• **Textauszug**:

--- --- ---

Wie können wir uns erinnern, wenn es nicht um die guten Zeiten in unserem Leben geht? Wie können wir den Schmerz über Greueltaten in der Geschichte auf uns nehmen und es tragen und ertragen, wo wir doch eigentlich alle gerne in Wohlgefühl schwimmen wollen? Und warum?
Das fragt sich die Erinnerungskultur seit vielen Jahrzehnten und eine der Antworten lautet: Damit es nicht wieder passiert und dass die Menschen nicht umsonst gestorben sind.
Daraus kann auch Kraft für eigenes demokratisches Handeln wachsen und das Bewusstsein unserer Haltung in der Welt. Die Initiative gegen das Vergessen liefert in Kooperation mit dem Bayernkolleg jedes Jahr seit 2007 ein gutes Beispiel für gelingendes Erinnern, indem sie eine Gedenkveranstaltung für Zofia Malczyk organisiert. Die junge Frau wurde am 21. März 1945 genau an dem Ort erschossen, an dem sich auch heuer wieder Menschen trafen, um die Erinnerung lebendig zu halten. Rund 30 Gedenkende waren es diesmal.
Unvorstellbares Leid
Zofia Malczyk wurde 1939 nach dem Überfall auf Polen mit 14 Jahren als Zwangsarbeiterin nach Deutschland geschickt, in ein fremdes Land mit einer fremden Sprache. Die Faschisten mit ihrer unmenschlichen Verwertungslogik beuteten sie ebenso aus wie die anderen 12.000 Zwangsarbeiterinnen und Zwangsarbeiter, die allein in Schweinfurt eingesetzt waren, um die Kriegsmaschinerie am Laufen zu halten.
Darunter waren auch rund 5000 Menschen aus der Ukraine, wie Johanna Bonengel betonte, die als Moderatorin durch die Veranstaltung führte. Sie stellte den Bezug her zum gegenwärtigen Krieg, der wieder unvorstellbares Leid in Europa verursacht und der auch uns in Deutschland beunruhigt. Wozu Machthaber und ihre Soldaten fähig sind, zeigt sich, wenn sie Krieg führen. Bonengel stellte die Verbindung zum Gedenkstein für Zofia Malczyk her, denn dort steht bereits geschrieben, dass "Verblendung und Anmaßung" solchen Handlungen zu Grunde liegen.

--- --- ---

Einträge der Sammlung
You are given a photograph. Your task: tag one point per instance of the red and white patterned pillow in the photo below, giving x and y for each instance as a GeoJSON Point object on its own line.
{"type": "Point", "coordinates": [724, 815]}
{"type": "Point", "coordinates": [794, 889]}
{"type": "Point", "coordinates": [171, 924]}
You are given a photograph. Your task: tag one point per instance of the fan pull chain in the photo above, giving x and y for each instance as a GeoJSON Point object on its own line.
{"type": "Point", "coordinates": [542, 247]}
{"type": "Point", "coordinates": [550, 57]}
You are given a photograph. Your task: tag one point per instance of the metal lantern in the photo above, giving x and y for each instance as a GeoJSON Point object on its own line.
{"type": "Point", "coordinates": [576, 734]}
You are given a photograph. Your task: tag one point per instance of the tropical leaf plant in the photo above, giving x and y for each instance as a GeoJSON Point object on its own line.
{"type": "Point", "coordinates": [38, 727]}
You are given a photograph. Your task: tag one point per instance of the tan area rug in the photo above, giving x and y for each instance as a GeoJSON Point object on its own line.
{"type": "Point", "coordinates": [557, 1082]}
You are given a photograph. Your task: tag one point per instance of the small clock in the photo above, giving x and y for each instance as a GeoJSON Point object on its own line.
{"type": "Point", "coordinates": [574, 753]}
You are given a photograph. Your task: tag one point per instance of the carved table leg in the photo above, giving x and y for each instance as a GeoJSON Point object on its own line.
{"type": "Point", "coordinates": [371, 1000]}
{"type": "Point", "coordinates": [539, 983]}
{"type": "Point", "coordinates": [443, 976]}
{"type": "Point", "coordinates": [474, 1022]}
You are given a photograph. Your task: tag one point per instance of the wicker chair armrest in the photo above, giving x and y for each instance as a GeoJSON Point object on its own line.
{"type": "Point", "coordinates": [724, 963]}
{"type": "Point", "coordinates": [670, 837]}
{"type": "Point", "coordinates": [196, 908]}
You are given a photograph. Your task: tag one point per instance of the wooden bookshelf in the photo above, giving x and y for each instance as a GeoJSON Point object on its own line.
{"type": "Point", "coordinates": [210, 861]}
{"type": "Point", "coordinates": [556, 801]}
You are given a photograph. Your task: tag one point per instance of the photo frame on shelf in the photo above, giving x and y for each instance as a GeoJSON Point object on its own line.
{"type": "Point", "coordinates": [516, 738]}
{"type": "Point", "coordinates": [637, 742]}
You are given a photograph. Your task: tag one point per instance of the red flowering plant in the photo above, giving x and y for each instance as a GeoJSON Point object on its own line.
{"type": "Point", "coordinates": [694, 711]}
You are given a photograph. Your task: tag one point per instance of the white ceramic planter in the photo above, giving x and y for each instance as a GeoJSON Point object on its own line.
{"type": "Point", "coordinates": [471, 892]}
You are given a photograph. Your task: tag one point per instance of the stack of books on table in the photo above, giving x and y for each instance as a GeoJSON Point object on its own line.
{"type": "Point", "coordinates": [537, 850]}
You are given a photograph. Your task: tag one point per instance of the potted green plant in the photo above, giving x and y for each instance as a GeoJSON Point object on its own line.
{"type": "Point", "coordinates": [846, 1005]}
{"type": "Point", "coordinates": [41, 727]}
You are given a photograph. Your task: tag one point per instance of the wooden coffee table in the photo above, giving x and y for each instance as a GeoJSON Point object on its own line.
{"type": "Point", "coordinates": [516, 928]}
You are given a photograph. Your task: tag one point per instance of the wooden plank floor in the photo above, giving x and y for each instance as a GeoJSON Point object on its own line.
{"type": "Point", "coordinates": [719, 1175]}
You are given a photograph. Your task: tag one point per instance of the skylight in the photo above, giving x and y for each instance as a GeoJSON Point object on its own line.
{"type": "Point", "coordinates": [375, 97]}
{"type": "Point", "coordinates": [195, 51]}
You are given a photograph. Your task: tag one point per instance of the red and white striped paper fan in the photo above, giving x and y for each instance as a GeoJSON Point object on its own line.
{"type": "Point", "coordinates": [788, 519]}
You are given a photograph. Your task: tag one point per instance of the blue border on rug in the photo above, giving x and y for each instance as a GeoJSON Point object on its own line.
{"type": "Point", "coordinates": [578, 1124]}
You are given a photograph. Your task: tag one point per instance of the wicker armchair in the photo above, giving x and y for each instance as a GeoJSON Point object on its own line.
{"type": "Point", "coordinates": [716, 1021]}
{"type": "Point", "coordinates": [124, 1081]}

--- --- ---

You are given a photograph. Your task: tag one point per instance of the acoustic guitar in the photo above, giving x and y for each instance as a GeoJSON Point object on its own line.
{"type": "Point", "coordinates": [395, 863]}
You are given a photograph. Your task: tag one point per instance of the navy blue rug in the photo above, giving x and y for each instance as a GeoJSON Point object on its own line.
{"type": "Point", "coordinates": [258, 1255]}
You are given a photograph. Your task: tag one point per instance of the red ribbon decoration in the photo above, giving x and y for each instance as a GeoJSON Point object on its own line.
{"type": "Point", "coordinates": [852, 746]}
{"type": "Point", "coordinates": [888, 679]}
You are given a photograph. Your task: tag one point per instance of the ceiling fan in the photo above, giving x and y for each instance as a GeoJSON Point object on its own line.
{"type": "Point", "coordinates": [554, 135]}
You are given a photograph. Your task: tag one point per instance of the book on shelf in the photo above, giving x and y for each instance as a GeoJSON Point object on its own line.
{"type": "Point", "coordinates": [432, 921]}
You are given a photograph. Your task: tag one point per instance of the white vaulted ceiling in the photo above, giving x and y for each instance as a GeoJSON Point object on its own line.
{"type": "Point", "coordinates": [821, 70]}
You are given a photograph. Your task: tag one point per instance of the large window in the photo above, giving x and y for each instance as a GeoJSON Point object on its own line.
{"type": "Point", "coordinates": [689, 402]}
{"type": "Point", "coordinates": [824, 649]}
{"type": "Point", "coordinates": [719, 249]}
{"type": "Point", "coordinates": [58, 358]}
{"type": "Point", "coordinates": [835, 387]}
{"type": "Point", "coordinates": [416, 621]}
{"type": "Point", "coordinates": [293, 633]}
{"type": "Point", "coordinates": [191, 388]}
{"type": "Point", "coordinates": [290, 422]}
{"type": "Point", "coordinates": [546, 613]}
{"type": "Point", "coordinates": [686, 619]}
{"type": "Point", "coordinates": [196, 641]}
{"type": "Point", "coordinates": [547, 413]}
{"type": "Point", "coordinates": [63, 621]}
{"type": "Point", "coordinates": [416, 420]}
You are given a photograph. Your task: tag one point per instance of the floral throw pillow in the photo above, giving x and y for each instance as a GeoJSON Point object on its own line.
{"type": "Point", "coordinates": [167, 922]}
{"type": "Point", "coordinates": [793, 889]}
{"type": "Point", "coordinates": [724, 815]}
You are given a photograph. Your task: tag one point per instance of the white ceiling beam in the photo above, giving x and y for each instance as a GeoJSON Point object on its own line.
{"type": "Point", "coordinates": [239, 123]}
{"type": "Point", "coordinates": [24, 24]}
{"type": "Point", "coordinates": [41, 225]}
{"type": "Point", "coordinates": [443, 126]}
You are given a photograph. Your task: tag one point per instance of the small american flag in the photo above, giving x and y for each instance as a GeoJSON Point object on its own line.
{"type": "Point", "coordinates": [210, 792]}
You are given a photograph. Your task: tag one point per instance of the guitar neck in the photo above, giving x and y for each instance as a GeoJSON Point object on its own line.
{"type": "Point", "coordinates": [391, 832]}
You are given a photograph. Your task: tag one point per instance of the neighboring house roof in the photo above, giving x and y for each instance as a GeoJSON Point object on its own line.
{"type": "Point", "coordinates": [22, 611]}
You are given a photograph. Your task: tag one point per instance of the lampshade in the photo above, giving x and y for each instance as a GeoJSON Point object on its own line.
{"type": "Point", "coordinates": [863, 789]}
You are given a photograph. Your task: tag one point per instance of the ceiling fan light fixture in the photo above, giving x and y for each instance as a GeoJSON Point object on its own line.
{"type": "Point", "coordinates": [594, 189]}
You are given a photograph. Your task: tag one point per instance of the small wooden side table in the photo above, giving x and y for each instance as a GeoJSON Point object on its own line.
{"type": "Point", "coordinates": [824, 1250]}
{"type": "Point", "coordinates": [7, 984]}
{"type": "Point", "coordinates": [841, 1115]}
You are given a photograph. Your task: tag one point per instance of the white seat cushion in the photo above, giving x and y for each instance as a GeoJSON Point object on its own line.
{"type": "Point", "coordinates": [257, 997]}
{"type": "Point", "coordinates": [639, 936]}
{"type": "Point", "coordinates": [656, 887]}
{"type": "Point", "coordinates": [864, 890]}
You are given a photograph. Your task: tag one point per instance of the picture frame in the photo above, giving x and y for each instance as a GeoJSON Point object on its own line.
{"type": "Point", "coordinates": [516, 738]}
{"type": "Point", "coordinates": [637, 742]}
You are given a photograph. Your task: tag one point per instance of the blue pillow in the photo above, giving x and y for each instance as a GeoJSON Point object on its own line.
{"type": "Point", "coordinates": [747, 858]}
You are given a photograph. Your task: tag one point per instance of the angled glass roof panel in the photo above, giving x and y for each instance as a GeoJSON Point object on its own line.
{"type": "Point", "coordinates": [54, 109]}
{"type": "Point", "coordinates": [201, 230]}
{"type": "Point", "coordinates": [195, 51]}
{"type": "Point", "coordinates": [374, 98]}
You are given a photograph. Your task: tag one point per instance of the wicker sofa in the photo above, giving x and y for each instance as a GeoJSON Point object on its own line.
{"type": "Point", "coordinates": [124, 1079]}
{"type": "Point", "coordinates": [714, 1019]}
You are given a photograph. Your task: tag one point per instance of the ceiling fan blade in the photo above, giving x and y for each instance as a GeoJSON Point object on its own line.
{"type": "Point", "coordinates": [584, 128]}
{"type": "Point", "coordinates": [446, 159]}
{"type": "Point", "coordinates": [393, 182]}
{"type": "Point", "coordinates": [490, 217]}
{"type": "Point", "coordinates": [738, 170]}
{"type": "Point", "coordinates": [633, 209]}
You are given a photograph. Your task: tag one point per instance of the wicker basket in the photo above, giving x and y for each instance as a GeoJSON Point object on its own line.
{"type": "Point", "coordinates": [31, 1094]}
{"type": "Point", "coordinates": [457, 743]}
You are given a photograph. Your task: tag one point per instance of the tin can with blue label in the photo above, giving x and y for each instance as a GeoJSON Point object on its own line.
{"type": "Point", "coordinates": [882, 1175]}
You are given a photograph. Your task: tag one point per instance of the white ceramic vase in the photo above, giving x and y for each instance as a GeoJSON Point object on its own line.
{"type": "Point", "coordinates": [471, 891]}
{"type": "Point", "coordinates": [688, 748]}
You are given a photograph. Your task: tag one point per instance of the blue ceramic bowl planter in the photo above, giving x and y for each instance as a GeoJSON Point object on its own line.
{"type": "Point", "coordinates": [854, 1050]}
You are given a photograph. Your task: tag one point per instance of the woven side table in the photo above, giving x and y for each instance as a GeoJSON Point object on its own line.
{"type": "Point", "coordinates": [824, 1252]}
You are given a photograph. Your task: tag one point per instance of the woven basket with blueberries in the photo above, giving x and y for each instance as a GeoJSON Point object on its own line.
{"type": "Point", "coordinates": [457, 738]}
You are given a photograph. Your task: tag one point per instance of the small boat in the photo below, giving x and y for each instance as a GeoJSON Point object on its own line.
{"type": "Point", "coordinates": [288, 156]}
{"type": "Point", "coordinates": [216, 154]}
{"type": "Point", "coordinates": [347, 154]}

--- --- ---

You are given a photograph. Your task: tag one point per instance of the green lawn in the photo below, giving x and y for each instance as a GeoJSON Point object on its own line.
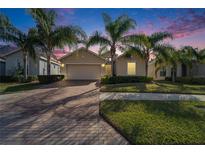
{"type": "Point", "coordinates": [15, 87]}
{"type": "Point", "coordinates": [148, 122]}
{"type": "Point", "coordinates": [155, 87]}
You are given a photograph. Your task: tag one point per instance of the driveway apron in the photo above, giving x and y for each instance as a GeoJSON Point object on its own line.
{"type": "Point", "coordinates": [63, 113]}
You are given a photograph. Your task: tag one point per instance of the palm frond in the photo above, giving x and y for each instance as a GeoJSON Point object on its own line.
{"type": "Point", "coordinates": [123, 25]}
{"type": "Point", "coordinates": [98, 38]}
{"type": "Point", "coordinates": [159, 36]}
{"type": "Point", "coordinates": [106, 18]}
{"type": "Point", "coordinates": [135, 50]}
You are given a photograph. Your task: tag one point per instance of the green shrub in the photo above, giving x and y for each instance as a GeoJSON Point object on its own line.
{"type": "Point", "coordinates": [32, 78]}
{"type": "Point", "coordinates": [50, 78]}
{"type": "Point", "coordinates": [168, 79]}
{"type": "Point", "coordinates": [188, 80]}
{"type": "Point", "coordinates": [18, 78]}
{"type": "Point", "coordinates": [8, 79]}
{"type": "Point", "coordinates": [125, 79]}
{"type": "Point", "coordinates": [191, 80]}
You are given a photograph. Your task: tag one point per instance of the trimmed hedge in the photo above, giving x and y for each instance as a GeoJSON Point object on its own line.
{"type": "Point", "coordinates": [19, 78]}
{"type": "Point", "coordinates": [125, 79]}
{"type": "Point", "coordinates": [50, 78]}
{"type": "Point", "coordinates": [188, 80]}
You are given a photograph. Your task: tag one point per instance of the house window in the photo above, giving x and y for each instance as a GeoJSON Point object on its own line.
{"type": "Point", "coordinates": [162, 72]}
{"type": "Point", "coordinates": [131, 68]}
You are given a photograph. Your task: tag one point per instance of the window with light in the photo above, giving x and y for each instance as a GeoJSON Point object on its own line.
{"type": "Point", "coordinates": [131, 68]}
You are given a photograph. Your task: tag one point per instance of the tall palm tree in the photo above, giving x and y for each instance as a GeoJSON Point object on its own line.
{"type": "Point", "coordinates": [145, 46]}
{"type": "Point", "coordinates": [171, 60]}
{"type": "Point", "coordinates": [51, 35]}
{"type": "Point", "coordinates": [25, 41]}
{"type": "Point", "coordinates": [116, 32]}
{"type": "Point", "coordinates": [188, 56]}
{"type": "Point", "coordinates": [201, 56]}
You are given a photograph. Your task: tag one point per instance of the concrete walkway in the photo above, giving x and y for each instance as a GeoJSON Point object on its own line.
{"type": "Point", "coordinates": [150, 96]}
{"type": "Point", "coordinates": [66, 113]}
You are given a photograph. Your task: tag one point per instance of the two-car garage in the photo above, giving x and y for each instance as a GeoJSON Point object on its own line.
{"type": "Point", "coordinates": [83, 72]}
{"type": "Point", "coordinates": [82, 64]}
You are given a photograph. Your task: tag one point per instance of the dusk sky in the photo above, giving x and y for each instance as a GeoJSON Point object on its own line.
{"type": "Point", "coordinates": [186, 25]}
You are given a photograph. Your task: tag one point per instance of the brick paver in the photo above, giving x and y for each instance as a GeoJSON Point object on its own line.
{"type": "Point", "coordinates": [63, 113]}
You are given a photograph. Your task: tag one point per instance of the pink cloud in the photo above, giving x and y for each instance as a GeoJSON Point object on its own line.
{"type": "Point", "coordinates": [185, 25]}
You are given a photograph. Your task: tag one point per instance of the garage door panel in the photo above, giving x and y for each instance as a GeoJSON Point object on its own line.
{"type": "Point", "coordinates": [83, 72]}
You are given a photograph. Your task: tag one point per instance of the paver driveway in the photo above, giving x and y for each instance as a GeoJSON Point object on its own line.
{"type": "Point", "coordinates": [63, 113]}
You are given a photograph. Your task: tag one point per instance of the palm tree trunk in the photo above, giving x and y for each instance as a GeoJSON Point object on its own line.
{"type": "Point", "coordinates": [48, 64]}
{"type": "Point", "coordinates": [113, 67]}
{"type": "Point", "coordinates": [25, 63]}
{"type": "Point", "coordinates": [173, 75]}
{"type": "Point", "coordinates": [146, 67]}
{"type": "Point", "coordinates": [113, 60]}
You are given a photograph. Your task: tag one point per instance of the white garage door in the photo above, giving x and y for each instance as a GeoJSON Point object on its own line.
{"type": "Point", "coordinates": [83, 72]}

--- --- ---

Schreibe aus dem Textauszug die Stelle von „Darunter waren auch“ bis „zu Grunde liegen.“ wortgetreu ab. Stütze dich ausschließlich auf den Textauszug.

• **Erledigte Aufgabe**:
Darunter waren auch rund 5000 Menschen aus der Ukraine, wie Johanna Bonengel betonte, die als Moderatorin durch die Veranstaltung führte. Sie stellte den Bezug her zum gegenwärtigen Krieg, der wieder unvorstellbares Leid in Europa verursacht und der auch uns in Deutschland beunruhigt. Wozu Machthaber und ihre Soldaten fähig sind, zeigt sich, wenn sie Krieg führen. Bonengel stellte die Verbindung zum Gedenkstein für Zofia Malczyk her, denn dort steht bereits geschrieben, dass "Verblendung und Anmaßung" solchen Handlungen zu Grunde liegen.